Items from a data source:
◆ ◆ ◆

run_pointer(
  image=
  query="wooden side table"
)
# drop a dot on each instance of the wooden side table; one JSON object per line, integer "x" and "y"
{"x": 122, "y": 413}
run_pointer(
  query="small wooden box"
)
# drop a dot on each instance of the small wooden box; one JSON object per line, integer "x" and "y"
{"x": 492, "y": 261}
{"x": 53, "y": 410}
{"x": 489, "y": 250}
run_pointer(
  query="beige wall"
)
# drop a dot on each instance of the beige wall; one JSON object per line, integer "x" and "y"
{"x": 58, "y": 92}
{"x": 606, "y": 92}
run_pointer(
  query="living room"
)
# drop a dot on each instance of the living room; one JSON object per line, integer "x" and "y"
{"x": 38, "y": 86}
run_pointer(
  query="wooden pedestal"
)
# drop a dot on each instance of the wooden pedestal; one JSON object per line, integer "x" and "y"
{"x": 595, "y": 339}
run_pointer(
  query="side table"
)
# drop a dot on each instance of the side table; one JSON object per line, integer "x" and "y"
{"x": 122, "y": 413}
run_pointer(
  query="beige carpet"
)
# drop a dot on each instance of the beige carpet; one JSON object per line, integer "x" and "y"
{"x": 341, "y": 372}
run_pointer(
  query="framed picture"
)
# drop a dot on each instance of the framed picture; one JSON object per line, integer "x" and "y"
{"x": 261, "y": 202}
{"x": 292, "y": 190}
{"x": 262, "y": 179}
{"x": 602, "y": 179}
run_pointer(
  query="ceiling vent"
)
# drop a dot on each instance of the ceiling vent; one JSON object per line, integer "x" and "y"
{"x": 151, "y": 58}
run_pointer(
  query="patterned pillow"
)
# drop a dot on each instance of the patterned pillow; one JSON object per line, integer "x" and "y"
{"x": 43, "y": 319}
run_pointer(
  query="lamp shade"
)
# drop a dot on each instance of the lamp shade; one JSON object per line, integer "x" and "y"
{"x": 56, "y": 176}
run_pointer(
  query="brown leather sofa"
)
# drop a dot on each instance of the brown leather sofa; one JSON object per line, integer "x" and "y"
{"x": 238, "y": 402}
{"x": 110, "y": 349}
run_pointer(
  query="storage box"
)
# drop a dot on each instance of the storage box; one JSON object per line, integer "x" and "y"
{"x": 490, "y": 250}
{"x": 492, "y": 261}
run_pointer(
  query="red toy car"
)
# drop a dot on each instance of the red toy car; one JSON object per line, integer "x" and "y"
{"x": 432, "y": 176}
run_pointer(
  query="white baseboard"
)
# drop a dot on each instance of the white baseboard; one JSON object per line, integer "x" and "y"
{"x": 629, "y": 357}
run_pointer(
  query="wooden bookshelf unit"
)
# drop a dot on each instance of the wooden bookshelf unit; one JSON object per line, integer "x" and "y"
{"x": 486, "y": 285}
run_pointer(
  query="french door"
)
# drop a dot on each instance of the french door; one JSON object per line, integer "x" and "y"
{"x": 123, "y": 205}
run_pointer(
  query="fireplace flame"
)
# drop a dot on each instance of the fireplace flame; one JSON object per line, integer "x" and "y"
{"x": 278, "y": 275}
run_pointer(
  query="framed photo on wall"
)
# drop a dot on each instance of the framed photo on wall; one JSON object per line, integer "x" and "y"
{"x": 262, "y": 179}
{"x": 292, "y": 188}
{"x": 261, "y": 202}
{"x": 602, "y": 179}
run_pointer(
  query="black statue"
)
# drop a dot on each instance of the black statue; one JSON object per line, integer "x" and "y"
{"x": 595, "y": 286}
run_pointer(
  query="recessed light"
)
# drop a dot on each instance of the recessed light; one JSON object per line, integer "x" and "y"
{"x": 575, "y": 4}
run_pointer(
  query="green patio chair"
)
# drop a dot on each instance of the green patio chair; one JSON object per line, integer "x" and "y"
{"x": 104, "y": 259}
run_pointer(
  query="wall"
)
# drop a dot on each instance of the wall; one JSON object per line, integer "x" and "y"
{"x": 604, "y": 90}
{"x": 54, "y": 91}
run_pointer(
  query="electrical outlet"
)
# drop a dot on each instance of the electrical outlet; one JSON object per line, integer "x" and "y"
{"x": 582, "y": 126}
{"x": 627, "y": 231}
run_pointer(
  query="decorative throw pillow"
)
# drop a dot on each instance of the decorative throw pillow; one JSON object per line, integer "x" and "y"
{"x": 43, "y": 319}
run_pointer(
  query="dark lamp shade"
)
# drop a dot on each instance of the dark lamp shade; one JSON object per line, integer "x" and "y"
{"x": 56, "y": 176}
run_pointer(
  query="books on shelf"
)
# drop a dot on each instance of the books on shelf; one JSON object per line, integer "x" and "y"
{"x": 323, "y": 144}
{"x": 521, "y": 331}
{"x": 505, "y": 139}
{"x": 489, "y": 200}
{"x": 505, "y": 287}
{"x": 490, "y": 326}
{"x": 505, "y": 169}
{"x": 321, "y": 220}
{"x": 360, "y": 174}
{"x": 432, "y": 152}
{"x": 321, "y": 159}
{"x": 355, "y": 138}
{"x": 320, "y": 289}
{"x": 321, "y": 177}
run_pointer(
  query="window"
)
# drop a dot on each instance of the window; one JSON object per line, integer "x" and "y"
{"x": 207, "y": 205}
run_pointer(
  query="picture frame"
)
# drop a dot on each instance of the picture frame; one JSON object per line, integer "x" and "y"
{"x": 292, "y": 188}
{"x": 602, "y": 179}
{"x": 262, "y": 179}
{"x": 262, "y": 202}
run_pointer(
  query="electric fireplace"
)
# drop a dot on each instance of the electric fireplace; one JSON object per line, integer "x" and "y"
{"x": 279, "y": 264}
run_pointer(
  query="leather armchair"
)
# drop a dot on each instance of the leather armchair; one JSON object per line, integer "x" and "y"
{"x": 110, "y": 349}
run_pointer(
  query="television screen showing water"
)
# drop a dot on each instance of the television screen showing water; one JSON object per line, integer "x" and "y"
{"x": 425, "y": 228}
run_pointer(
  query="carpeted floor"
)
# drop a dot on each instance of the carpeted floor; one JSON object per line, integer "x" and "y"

◆ ◆ ◆

Direction:
Print all of the entries exactly as they are written.

Complete answer:
run_pointer(
  image=
  query="wooden side table"
)
# drop a dot on each instance of the wooden side table; one JSON object per line, integer "x" and "y"
{"x": 122, "y": 413}
run_pointer(
  query="small wooden box"
)
# drop a dot on each instance of the small wooden box; one JSON object per line, integer "x" and "y"
{"x": 492, "y": 261}
{"x": 53, "y": 410}
{"x": 489, "y": 250}
run_pointer(
  query="beige wall"
)
# drop a dot on each instance of the beige wall; one JSON object per line, integer "x" and "y"
{"x": 58, "y": 92}
{"x": 606, "y": 92}
run_pointer(
  query="living room"
)
# drop a dot on each instance of the living room; one JSON object per line, integer "x" and "y"
{"x": 38, "y": 86}
run_pointer(
  query="wooden pedestal"
)
# drop a dot on each instance of the wooden pedestal; one JSON object per line, integer "x" and "y"
{"x": 595, "y": 339}
run_pointer(
  query="side table"
)
# drop a dot on each instance of the side table; one JSON object per line, integer "x" and "y"
{"x": 122, "y": 413}
run_pointer(
  query="beige carpet"
)
# drop a dot on each instance of the beige carpet; one JSON object per line, integer "x" and "y"
{"x": 341, "y": 372}
run_pointer(
  query="framed picture"
)
# drop a dot on each instance of the framed picture; one JSON object per line, integer "x" and "y"
{"x": 261, "y": 202}
{"x": 292, "y": 190}
{"x": 262, "y": 179}
{"x": 602, "y": 179}
run_pointer(
  query="ceiling vent"
)
# drop a dot on each instance of the ceiling vent; one JSON object per line, integer "x" and "y"
{"x": 151, "y": 58}
run_pointer(
  query="patterned pillow"
)
# drop a dot on each instance of the patterned pillow; one JSON object per line, integer "x" and "y"
{"x": 43, "y": 319}
run_pointer(
  query="lamp shade"
)
# drop a dot on each instance of the lamp shade; one JSON object per line, integer "x" and "y"
{"x": 56, "y": 176}
run_pointer(
  query="brown leather sofa"
)
# drop a dot on each instance of the brown leather sofa; one JSON object per line, integer "x" and "y"
{"x": 238, "y": 402}
{"x": 110, "y": 349}
run_pointer(
  query="storage box"
)
# drop a dot on each instance of the storage box; one JSON object per line, integer "x" and "y"
{"x": 490, "y": 250}
{"x": 492, "y": 261}
run_pointer(
  query="red toy car"
)
# drop a dot on each instance of the red toy car; one JSON object per line, integer "x" and "y"
{"x": 432, "y": 176}
run_pointer(
  query="white baseboard"
)
# drop a dot on each instance of the white baseboard; one JSON object per line, integer "x" and "y"
{"x": 629, "y": 357}
run_pointer(
  query="wooden bookshelf unit"
)
# drop a dot on each instance of the wooden bookshelf unit; one JSON object per line, integer "x" and "y"
{"x": 486, "y": 285}
run_pointer(
  query="french door"
)
# drop a dot on each instance of the french door; one JSON object per line, integer "x" and "y"
{"x": 123, "y": 205}
run_pointer(
  query="fireplace flame"
)
# drop a dot on each instance of the fireplace flame; one JSON object per line, integer "x" and "y"
{"x": 278, "y": 275}
run_pointer(
  query="framed photo on wall"
)
# drop a dot on each instance of the framed photo on wall; one JSON object per line, integer "x" and "y"
{"x": 262, "y": 179}
{"x": 292, "y": 188}
{"x": 261, "y": 202}
{"x": 602, "y": 179}
run_pointer(
  query="black statue"
)
# drop a dot on each instance of the black statue; one JSON object per line, integer "x" and "y"
{"x": 595, "y": 286}
run_pointer(
  query="recessed light"
)
# drop a dot on each instance of the recessed light; one JSON object per line, integer "x" and "y"
{"x": 575, "y": 4}
run_pointer(
  query="green patio chair"
)
# drop a dot on each instance of the green patio chair; one JSON object per line, integer "x" and "y"
{"x": 104, "y": 259}
run_pointer(
  query="wall"
)
# drop a dot on each instance of the wall; one JSON object per line, integer "x" and "y"
{"x": 604, "y": 90}
{"x": 54, "y": 91}
run_pointer(
  query="electrical outlet"
)
# drop a dot on each instance of the electrical outlet; one JSON object per line, integer "x" and "y"
{"x": 582, "y": 126}
{"x": 627, "y": 231}
run_pointer(
  query="decorative throw pillow"
)
# drop a dot on each instance of the decorative throw pillow; one JSON object per line, integer "x" and "y"
{"x": 43, "y": 319}
run_pointer(
  query="dark lamp shade"
)
# drop a dot on each instance of the dark lamp shade; one JSON object per line, integer "x" and "y"
{"x": 56, "y": 176}
run_pointer(
  query="books on shelf"
)
# drop a dot on each instance of the books on shelf; one JSON object per line, integer "x" and "y"
{"x": 323, "y": 144}
{"x": 521, "y": 331}
{"x": 505, "y": 139}
{"x": 489, "y": 200}
{"x": 505, "y": 287}
{"x": 490, "y": 326}
{"x": 505, "y": 169}
{"x": 321, "y": 220}
{"x": 360, "y": 174}
{"x": 432, "y": 152}
{"x": 321, "y": 159}
{"x": 355, "y": 138}
{"x": 320, "y": 289}
{"x": 321, "y": 177}
run_pointer(
  query="window"
)
# drop a dot on each instance of the window; one JSON object per line, integer "x" and "y"
{"x": 207, "y": 205}
run_pointer(
  query="picture frame"
)
# drop a dot on each instance of the picture frame; one JSON object per line, integer "x" and "y"
{"x": 292, "y": 188}
{"x": 602, "y": 179}
{"x": 262, "y": 179}
{"x": 262, "y": 202}
run_pointer(
  query="electric fireplace"
)
# drop a dot on each instance of the electric fireplace; one JSON object per line, integer "x" and "y"
{"x": 279, "y": 264}
run_pointer(
  query="leather armchair"
)
# drop a dot on each instance of the leather armchair; one JSON object per line, integer "x" and "y"
{"x": 110, "y": 349}
run_pointer(
  query="television screen showing water"
)
# drop a dot on each instance of the television screen showing water; one JSON object per line, integer "x" and "y"
{"x": 425, "y": 228}
run_pointer(
  query="carpeted floor"
)
# drop a dot on each instance of the carpeted floor; one JSON object per line, integer "x" and "y"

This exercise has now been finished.